* _PROBLEM TO WORK ON_: Please transcribe the following records in full, exactly as given.

[Referring expression data]
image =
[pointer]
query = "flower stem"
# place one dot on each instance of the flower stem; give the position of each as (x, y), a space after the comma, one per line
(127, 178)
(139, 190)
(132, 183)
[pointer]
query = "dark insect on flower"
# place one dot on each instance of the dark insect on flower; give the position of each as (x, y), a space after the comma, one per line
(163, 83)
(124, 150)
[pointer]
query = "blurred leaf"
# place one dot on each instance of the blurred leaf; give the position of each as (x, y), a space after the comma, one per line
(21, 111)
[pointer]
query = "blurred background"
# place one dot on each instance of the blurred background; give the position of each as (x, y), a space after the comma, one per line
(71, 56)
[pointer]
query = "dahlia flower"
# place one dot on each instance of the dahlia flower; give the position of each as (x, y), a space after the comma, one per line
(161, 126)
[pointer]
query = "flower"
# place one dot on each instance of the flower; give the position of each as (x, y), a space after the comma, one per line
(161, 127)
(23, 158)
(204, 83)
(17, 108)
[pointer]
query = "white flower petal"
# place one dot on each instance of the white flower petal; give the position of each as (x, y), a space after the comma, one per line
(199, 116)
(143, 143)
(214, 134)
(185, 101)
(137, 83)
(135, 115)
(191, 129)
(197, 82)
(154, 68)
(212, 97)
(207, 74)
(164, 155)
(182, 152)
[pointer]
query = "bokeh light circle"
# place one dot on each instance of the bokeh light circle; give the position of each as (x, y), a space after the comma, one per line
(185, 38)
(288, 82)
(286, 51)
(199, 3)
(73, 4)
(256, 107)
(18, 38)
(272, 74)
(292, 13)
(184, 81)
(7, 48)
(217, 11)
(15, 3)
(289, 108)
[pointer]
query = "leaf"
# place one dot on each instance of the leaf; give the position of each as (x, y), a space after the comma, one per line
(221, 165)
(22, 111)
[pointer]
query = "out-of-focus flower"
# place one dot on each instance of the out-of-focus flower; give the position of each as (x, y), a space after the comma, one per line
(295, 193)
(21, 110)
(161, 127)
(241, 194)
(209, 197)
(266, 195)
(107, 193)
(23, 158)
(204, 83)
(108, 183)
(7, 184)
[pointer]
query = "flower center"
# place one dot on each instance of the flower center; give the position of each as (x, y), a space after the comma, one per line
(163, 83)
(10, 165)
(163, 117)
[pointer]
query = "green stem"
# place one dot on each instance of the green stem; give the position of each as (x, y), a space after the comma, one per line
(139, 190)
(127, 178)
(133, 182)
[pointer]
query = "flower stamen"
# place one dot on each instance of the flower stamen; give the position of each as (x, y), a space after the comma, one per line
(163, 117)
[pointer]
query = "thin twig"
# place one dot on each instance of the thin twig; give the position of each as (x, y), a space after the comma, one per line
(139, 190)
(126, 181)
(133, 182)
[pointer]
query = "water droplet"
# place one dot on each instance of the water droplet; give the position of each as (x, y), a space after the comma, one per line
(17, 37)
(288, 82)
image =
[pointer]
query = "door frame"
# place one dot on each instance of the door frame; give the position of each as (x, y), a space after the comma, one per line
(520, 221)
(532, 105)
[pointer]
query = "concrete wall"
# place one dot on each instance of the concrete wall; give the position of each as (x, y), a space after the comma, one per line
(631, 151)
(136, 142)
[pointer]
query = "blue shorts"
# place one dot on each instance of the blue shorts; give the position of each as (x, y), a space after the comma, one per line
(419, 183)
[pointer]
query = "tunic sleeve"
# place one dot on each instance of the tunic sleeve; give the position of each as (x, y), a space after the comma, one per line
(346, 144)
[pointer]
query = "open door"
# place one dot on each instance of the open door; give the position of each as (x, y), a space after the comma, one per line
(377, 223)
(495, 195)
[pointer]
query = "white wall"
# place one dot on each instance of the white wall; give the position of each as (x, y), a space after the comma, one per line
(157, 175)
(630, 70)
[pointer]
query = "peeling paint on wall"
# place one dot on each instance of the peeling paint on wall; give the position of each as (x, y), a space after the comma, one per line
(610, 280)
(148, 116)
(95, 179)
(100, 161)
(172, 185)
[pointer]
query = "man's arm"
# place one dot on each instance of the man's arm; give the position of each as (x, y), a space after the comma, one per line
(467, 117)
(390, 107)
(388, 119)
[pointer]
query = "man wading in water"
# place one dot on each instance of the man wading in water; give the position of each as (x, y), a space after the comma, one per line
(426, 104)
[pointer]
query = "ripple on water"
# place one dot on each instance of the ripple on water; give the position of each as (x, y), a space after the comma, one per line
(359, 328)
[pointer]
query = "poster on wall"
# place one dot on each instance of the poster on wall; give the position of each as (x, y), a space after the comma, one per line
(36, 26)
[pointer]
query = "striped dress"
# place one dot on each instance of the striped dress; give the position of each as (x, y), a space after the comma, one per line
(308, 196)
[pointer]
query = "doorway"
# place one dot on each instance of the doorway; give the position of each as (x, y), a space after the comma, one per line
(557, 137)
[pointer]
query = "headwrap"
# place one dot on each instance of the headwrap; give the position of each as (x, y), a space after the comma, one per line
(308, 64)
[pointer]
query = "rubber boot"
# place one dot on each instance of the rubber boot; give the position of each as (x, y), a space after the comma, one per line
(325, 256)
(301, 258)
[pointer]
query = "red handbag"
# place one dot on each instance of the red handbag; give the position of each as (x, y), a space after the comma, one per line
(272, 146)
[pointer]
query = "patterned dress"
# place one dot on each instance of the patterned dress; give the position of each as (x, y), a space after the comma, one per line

* _EXERCISE SOLUTION_:
image =
[pointer]
query = "flower stem"
# place one dot on each instance of the flower stem; give the position of each as (x, y), a space after the comma, one per line
(127, 178)
(139, 190)
(132, 183)
[pointer]
query = "dark insect on flower"
# place one dot on each instance of the dark insect on flower; give the position of each as (x, y), a space after the comma, one per line
(163, 83)
(124, 150)
[pointer]
query = "blurred leaf"
# place one dot on each instance of the blurred leaf; give the position of each as (x, y), a space after the comma, one per line
(21, 111)
[pointer]
query = "blurred background"
# place one dot on each instance of the blurred background; give the position of each as (x, y), a space after the comma, one per line
(71, 56)
[pointer]
query = "dahlia flower"
# place one dot on each instance of the dahlia flower; give the position of each as (x, y), a space after the comma, one per line
(161, 126)
[pointer]
query = "flower"
# place one dot on each instance of the flower; give the position of each as (x, y), a space after the comma, one per line
(161, 127)
(23, 158)
(204, 83)
(17, 108)
[pointer]
query = "white flower petal"
# place one dot on each instance of the white flower petal; give the position of each as (x, y), a space after the comma, one per line
(199, 116)
(143, 143)
(214, 134)
(185, 101)
(137, 83)
(135, 115)
(191, 129)
(197, 82)
(154, 68)
(212, 97)
(207, 74)
(164, 155)
(182, 152)
[pointer]
query = "bokeh light circle"
# place one dot on each instance of the bokeh light circle; give the position of each as (x, y), a space after the comma, one per line
(185, 38)
(288, 82)
(286, 51)
(199, 3)
(73, 4)
(256, 107)
(18, 38)
(272, 74)
(292, 13)
(184, 81)
(7, 48)
(217, 11)
(15, 3)
(289, 108)
[pointer]
query = "leaf"
# place one dot on each instance of the leaf; give the position of each as (x, y), a space after the comma, one per line
(221, 165)
(22, 111)
[pointer]
query = "out-of-focus flower"
# place one dot on each instance of the out-of-focus flower; give the position of each as (x, y), a space after the comma, one per line
(295, 193)
(21, 110)
(161, 127)
(241, 194)
(209, 197)
(266, 195)
(107, 193)
(23, 158)
(204, 83)
(108, 183)
(7, 184)
[pointer]
query = "flower center"
# place one dot on each instance of the flower center; give the position of each as (x, y), a space after the comma, one per line
(163, 83)
(10, 165)
(163, 117)
[pointer]
query = "green stem"
# place one dot on each instance of the green stem; give the position of each as (x, y), a space after the comma, one per line
(139, 190)
(127, 178)
(133, 182)
[pointer]
query = "flower stamen"
# place one dot on each instance of the flower stamen; give the position of each as (x, y), a space after the comma, one per line
(163, 117)
[pointer]
query = "thin twig"
# place one dot on each instance of the thin twig; give the position of each as (x, y), a space after the comma, one per line
(139, 190)
(126, 181)
(133, 182)
[pointer]
query = "water droplet"
# place one dot on each instance of the water droplet; give the position of each as (x, y), a space after the comma, one per line
(17, 37)
(288, 82)
image =
[pointer]
query = "door frame"
# place one dot on each instance of the door frame; give the position of each as (x, y), a space after the comma, one per line
(520, 221)
(532, 105)
[pointer]
query = "concrete wall"
# place one dot on each instance of the concrete wall; give the position of each as (x, y), a space after the comma, one per line
(631, 151)
(136, 142)
[pointer]
query = "blue shorts"
# place one dot on each instance of the blue shorts; give the position of each as (x, y), a space after the comma, one per line
(419, 183)
[pointer]
query = "tunic sleeve"
# place one dot on each instance of the tunic sleeve; give the position of each as (x, y), a space after the comma, one per line
(346, 144)
[pointer]
query = "open door"
# place one dot on each instance of the open door; give the position of each as (x, y), a space after the comma, one per line
(377, 223)
(495, 195)
[pointer]
query = "white wall"
# place one dot on each instance of the white wall; give the position of each as (x, y), a space after the comma, one per line
(157, 175)
(630, 70)
[pointer]
query = "peeling paint on wall"
# place one dot on each instance of the peeling paint on wall; give the position of each as (x, y), a space after the comma, one per line
(610, 280)
(148, 116)
(95, 179)
(100, 161)
(172, 185)
[pointer]
query = "man's arm"
# place one dot on each instance of the man's arm; give the position of each as (x, y), a space after the comma, one per line
(467, 117)
(390, 107)
(388, 119)
[pointer]
query = "man wading in water"
# place one dot on each instance of the man wading in water; give the position of each as (x, y), a space after the comma, one per line
(426, 104)
[pointer]
query = "ripple on water"
# place one dot on each instance of the ripple on water; give the position of each as (x, y), a space after the comma, one per line
(359, 328)
[pointer]
query = "poster on wall"
# place one dot on each instance of the poster on wall; give the position of each as (x, y), a space after the comma, one per line
(36, 26)
[pointer]
query = "striped dress"
# place one dot on each instance of the striped dress; give the position of each as (x, y), a space after the comma, one per line
(308, 196)
[pointer]
query = "doorway"
# place one dot on each instance of the doorway; give the position of each as (x, y), a space after the comma, one per line
(557, 137)
[pointer]
query = "headwrap"
# place one dot on each instance of the headwrap; give the position of each as (x, y), a space after the comma, one per line
(308, 64)
[pointer]
query = "rubber boot"
# place one dot on each instance of the rubber boot; give the position of each as (x, y), a space after the comma, one per line
(325, 256)
(301, 258)
[pointer]
query = "red handbag"
# place one dot on each instance of the red handbag; give the position of each as (x, y), a space after the comma, one per line
(272, 146)
[pointer]
query = "patterned dress"
# place one dot on each instance of the patterned dress; give the position of each as (x, y), a space after the comma, one per line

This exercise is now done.